GOAL OF THE EXERCISE: Carry on the sermon passage about God's grace to Paul and the praise in 1 Timothy 1:17, starting right after the quoted verse.

DOCUMENT EXTRACT:
Terrorism is a real threat, not just in the Western world but all across the world. But God is not absent. How will He use this for His glory? What opportunities will we have as a result of this evil to make Christ known? People are getting a good, close up look at evil, and we know a God who is holy, we know the solution to evil. God is at work, God is making Himself known.
God did this with Paul, an evil man, a hopeless man, the foremost of sinners. God broke through at the right time, met Paul, saved Paul, transformed Paul, put on display His mercy, His perfect patience. No one is out of God’s reach. Don’t look at your neighbor as out of God’s reach or your spouse or your child or the terrorists or those in false religions. God’s grace is sufficient for them too.
Look at verse 17. Look at what Paul does in his writing here. He does this often as he talks of God’s grace through Christ, he just breaks out in praise. He begins to recall the person of God, His attributes, His beauty. It is like he can’t hold back, he is overwhelmed by Christ.
To the King of the ages, immortal, invisible, the only God, be honor and glory forever and ever. Amen. (1 Timothy 1:17)

DATA SUPPLIED:
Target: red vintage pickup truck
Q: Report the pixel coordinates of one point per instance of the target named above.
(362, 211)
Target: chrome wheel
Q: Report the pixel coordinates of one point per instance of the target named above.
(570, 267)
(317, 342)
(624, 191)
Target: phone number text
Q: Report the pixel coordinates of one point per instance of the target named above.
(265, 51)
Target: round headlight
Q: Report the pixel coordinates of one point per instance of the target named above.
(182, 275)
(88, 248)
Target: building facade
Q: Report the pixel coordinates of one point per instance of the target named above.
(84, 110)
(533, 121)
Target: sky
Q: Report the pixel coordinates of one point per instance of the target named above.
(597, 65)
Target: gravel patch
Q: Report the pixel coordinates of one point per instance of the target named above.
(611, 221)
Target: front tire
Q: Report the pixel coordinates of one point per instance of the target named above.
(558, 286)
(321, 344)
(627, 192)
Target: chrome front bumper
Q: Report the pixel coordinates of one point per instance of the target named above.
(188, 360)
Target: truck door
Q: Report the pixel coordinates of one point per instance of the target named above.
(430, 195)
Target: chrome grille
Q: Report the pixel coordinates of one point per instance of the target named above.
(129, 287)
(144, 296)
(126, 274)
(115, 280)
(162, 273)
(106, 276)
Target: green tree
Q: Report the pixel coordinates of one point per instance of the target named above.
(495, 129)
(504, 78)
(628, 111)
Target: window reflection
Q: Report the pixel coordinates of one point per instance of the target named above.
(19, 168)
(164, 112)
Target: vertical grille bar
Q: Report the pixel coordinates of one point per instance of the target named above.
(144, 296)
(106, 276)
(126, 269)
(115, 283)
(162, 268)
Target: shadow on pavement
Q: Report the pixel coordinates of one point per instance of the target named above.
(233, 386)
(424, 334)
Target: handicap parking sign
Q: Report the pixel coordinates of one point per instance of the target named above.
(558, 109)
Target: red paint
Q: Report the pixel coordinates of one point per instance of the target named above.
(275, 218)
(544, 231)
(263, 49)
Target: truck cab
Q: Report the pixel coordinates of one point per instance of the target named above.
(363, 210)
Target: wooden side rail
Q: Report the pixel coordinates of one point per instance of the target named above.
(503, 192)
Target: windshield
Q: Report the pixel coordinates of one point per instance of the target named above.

WRITTEN REPLY:
Listen to other examples from Paul, how Paul breaks out in praise, praising God for who He is, His character…
because they exchanged the truth about God for a lie and worshiped and served the creature rather than the Creator, who is blessed forever! Amen. (Romans 1:25)
To them belong the patriarchs, and from their race, according to the flesh, is the Christ, who is God over all, blessed forever. Amen. (Romans 9:5)
For from him and through him and to him are all things. To him be glory forever. Amen. (Romans 11:36)
4 who gave himself for our sins to deliver us from the present evil age, according to the will of our God and Father, 5 to whom be the glory forever and ever. Amen. (Galatians 1:4-5)
to him be glory in the church and in Christ Jesus throughout all generations, forever and ever. Amen. (Ephesians 3:21)
To our God and Father be glory forever and ever. Amen. (Philippians 4:20)
Each of these are doxologies from Paul that recall God’s majesty and His glory. They are right responses to truth.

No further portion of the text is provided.